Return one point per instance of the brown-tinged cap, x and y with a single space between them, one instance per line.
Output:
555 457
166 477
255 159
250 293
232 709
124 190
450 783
:::
▶ _SET TASK_
Reproduce all of the lines above, including the request, but offset every coordinate in the answers by adding 131 to each x and y value.

▶ _TASK SOLUTION_
Return one point per instance of the brown-tinged cap, x and y with a single space between them, one instance per line.
Output:
686 588
297 608
386 290
381 424
363 840
255 321
581 914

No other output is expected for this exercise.